# WORK INSTRUCTIONS:
A. Answer these from the passage on the Jewish New Year, one per line:
(i) Instead of partying and revelry, what is the Jewish New Year set aside as?
(ii) What two responses does the passage say some people may have?
(iii) What ritual does it call the highlight of the Rosh Hashanah celebrations?
B. Carry on the passage on the Jewish New Year, starting after its final sentence.

# SOURCE EXCERPT:
-- -- --

Rabbi Mordechai Gutnick

Rabbi Mordechai Gutnick

The Jewish New Year is unique in that it is not heralded in with wild partying and revelry. Instead it is set aside as a time for serious retrospection and introspection – leading to serious and honest resolutions for change and improvement.

We have a lot to think about this year when attempting to formulate constructive action. For many of us, constructive action in areas of major concern for the Jewish people may truly seem beyond us. What influence can most of us have on the decisions being made by governments and in world forums to ensure the security and safety of Israel? How can we as individuals add to meaningful efforts towards the continuity of our people in general? What can we do to ensure our own needs for health, sustenance and nachas from our families in the coming year?

For some of us the response may be feelings of apathetic helplessness. For others it may be scepticism.

Our Jewish faith teaches us a much more constructive approach. Rosh Hashanah has been designated as a time of faith and prayer.

Although some would argue that modern man has lost the drive or ability to communicate with G‑d, it is a fact that at one time or another we all find ourselves addressing Him. It may be at a time of deep distress or sorrow. It may be at a time when we are overwhelmed with gratitude for a seemingly undeserved happiness. I may be when we are confronted with the beauty of a wondrous natural scene. It may simply be when we wish to somehow seek forgiveness and go through a “cleansing experience“.

Our mystics tell us that it is this thought that is behind the otherwise strange ritual of sounding a simple ram’s horn – the shofar – as the highlight of our Rosh Hashanah celebrations.

-- -- --

# DATA SECTION:
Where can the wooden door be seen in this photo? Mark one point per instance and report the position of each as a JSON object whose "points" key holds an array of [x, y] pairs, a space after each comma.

-- -- --

# OUTPUTS IN ORDER:
A.
(i) A time for serious retrospection and introspection
(ii) Feelings of apathetic helplessness and scepticism
(iii) Sounding a simple ram's horn, the shofar

B.
They compare the plain, piercing sounds of the Shofar to a simple and wordless cry from the depth of one’s heart and soul. This succinctly sums up for us what Rosh Hashanah is all about. It is a time for simple, unencumbered communication between ourselves and our Creator as we make a final reckoning concerning the past year and pray for and express hope for success and happiness in the coming year. We are assured that such a sincere approach is accepted immediately,

I extend blessings on behalf of the Victorian Rabbinate that we will be inspired by all the emotions and feelings that the Shofar should evoke, but most of all I hope that it, and the rest of the Rosh Hashanah services, truly succeed in touching our hearts and souls. This should then, in turn, help us to properly and sincerely ask for – and ultimately receive – G-d’s abundant blessings for a healthy, happy and peaceful New Year with added emphasis on blessings of peace, security and safety for our people in Israel and throughout the world.

Rosh Hashanah is not exclusively a Jewish experience. Our sages teach us that the world in general is judged at this time. May we indeed merit a more ethical, moral and peaceful future for all of mankind and the fulfilment of the words of the Prophet Zecharia: “And G-d will be King over all the earth – in that day He and His Name will be One.”